▸ Problem description: In the material below, repeat only the lines from the one that holds "Mark the region of each instance of the bird's body;" through the final line, exactly as they stand.

▸ Stored rows:

· · ·

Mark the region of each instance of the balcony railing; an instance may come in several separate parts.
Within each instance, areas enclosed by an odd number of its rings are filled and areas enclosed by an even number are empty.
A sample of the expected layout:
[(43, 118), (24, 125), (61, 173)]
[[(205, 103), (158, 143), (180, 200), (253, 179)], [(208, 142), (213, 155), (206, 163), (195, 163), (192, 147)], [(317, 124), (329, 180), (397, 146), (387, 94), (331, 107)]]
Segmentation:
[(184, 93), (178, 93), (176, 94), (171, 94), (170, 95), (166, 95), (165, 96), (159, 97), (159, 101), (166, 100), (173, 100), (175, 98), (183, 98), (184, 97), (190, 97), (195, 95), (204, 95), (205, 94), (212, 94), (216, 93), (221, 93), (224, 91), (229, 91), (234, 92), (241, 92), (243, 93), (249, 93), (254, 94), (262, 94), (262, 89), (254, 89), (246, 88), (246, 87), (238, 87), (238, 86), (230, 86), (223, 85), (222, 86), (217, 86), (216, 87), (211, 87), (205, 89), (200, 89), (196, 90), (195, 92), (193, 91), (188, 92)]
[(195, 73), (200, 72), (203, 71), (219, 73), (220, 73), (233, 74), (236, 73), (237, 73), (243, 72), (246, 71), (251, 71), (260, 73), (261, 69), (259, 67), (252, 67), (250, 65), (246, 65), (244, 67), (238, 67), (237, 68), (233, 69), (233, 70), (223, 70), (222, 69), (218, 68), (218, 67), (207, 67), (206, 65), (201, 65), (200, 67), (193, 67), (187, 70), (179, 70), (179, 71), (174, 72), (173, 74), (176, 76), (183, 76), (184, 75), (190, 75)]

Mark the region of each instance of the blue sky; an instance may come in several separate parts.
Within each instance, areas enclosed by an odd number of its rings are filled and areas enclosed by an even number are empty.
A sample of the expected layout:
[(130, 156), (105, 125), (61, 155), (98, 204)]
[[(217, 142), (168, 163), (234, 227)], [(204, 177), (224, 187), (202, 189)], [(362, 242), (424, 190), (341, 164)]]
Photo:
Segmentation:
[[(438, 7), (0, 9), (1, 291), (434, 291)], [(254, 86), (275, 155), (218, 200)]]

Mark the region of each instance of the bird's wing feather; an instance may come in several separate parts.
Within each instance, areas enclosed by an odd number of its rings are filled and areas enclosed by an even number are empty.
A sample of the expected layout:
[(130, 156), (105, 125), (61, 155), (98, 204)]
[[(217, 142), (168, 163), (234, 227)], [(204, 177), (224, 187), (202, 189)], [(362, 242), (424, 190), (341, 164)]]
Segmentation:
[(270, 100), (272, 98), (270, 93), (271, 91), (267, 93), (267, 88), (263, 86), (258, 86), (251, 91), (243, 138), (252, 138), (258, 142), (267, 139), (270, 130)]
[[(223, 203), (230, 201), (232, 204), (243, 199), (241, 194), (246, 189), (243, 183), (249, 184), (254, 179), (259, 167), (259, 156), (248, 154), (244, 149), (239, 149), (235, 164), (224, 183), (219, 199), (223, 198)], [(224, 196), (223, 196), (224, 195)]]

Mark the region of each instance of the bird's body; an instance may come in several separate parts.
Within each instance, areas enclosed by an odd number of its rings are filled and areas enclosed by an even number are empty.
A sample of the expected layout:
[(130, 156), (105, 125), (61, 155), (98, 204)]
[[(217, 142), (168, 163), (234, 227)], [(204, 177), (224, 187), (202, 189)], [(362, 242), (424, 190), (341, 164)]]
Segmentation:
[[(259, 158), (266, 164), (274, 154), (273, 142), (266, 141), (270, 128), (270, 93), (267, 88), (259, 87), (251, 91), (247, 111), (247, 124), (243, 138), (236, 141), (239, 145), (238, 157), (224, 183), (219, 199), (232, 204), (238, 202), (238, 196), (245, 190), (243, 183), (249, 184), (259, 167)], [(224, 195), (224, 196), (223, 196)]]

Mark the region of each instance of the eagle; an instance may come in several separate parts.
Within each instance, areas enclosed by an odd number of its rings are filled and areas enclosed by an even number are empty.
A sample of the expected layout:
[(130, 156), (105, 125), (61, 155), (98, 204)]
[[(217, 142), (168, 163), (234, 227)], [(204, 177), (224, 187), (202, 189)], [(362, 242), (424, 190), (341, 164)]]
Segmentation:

· · ·

▸ Reply:
Mark the region of each instance of the bird's body; an instance may come in several separate parts.
Within each instance, areas enclosed by an odd number of its rings are filled and areas enclosed by an even number are empty.
A sample of the expected layout:
[(130, 156), (105, 125), (61, 155), (98, 204)]
[[(217, 142), (168, 163), (234, 227)], [(204, 177), (224, 187), (202, 189)], [(362, 242), (424, 190), (341, 164)]]
Segmentation:
[[(259, 158), (266, 164), (274, 154), (273, 142), (266, 141), (270, 128), (270, 93), (267, 88), (259, 87), (251, 91), (247, 111), (247, 124), (243, 138), (236, 141), (239, 145), (238, 157), (224, 183), (219, 199), (232, 204), (238, 202), (238, 196), (245, 190), (243, 183), (249, 184), (259, 167)], [(224, 195), (224, 196), (223, 196)]]

Mark the region of each instance of the eagle; an instance may come in several separate parts.
Within each instance, areas enclosed by an odd number of its rings are filled and areas enclosed by an even number are empty.
A sample of the expected layout:
[(130, 156), (105, 125), (61, 155), (98, 204)]
[[(217, 142), (168, 163), (234, 227)], [(204, 177), (224, 187), (202, 189)], [(362, 242), (424, 190), (341, 164)]]
Segmentation:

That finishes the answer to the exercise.